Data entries
■ ■ ■

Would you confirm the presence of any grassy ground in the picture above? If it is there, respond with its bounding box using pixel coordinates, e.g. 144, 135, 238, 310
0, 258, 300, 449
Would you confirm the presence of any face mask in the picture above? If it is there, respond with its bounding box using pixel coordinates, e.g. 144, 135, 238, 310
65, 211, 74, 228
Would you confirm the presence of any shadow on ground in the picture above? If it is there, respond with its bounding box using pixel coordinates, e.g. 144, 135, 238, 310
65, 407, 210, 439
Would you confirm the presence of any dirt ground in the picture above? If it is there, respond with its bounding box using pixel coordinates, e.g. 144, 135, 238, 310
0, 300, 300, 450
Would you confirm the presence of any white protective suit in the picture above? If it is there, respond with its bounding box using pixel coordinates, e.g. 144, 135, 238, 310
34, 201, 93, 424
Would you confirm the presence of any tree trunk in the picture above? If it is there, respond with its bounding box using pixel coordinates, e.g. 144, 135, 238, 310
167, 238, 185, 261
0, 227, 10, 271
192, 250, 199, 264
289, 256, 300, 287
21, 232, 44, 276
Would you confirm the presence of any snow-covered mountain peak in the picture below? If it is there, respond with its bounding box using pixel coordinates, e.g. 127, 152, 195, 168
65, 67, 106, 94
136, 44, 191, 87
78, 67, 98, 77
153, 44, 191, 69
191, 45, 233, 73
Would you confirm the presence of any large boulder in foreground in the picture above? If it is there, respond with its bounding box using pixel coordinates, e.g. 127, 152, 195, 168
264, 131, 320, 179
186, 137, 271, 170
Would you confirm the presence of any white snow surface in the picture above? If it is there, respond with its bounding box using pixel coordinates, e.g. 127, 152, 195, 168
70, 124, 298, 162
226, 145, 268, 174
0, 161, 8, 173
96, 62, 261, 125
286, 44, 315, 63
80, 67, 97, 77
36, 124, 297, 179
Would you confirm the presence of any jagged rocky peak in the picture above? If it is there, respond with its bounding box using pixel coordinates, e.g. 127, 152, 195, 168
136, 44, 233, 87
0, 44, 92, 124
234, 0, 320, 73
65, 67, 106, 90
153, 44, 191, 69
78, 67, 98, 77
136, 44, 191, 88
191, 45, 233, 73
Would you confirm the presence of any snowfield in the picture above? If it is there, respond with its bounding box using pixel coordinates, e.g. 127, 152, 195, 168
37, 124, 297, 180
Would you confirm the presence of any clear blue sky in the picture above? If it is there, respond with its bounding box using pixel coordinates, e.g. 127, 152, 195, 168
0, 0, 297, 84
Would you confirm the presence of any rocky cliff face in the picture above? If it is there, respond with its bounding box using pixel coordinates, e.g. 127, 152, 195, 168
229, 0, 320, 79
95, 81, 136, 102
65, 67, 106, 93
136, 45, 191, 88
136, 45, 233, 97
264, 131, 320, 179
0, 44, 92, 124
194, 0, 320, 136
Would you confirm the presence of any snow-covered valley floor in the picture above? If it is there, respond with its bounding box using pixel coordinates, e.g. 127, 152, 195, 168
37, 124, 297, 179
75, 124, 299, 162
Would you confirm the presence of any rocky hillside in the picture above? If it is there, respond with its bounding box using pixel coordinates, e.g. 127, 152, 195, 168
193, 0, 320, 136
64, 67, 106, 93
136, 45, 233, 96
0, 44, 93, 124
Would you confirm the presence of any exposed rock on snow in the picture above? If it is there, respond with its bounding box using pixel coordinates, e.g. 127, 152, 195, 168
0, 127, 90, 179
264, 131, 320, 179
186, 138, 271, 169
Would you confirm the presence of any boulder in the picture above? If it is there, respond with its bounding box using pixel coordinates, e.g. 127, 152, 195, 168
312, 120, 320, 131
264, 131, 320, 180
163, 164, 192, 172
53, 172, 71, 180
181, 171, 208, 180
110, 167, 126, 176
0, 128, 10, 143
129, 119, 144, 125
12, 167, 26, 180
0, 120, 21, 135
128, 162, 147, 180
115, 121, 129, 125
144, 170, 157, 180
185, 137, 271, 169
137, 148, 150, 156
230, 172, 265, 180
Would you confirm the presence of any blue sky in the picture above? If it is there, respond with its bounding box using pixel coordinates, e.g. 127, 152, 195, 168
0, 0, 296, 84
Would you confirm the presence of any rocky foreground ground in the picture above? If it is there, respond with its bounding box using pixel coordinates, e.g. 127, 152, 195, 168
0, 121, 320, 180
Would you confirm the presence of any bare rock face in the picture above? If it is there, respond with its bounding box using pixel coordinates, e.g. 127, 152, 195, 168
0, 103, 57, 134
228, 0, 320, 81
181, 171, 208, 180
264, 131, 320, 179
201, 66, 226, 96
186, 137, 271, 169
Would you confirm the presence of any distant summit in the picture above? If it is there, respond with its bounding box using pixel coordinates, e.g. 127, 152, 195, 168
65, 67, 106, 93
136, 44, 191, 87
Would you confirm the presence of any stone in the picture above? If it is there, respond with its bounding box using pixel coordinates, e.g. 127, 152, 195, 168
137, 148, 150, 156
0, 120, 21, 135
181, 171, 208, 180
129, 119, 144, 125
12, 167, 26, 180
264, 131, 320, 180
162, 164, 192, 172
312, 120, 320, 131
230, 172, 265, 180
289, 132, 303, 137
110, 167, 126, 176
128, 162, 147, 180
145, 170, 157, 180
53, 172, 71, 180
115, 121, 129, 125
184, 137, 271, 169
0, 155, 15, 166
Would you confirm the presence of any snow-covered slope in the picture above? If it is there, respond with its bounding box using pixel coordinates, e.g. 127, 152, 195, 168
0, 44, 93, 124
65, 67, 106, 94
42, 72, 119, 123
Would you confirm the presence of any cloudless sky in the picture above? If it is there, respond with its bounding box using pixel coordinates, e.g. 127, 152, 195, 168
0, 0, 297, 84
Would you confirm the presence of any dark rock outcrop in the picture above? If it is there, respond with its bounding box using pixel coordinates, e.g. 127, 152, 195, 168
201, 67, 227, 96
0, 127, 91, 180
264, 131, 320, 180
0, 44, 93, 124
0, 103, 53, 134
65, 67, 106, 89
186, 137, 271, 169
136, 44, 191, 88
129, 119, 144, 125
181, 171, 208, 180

■ ■ ■

PROBLEM TO SOLVE:
Put the material into a Markdown table with the columns Number and Record line, one row per line and no blank lines. Begin at the line containing "Would you confirm the presence of any rocky foreground" and stop after the line containing "0, 121, 320, 180".

RESULT OF THE EXERCISE:
| Number | Record line |
|---|---|
| 1 | Would you confirm the presence of any rocky foreground ground in the picture above? If it is there, respond with its bounding box using pixel coordinates, e.g. 127, 152, 195, 168 |
| 2 | 0, 121, 320, 180 |